Please repeat word for word the rows below, from the line containing "target | white tile wall" through the end of the rows, both ends included.

==== Data shown

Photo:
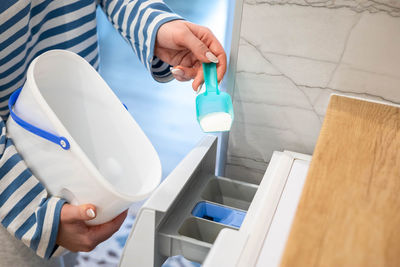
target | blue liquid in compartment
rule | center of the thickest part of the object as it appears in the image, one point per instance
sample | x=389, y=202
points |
x=220, y=214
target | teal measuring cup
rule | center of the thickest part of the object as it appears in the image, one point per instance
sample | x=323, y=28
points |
x=214, y=108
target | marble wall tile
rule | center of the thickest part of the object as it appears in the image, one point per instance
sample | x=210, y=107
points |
x=292, y=55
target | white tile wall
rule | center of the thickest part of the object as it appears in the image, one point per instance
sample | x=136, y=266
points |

========

* Response below:
target | white tile wall
rule | center of the thickest part of the object as it appears in the image, one point per instance
sample | x=136, y=266
points |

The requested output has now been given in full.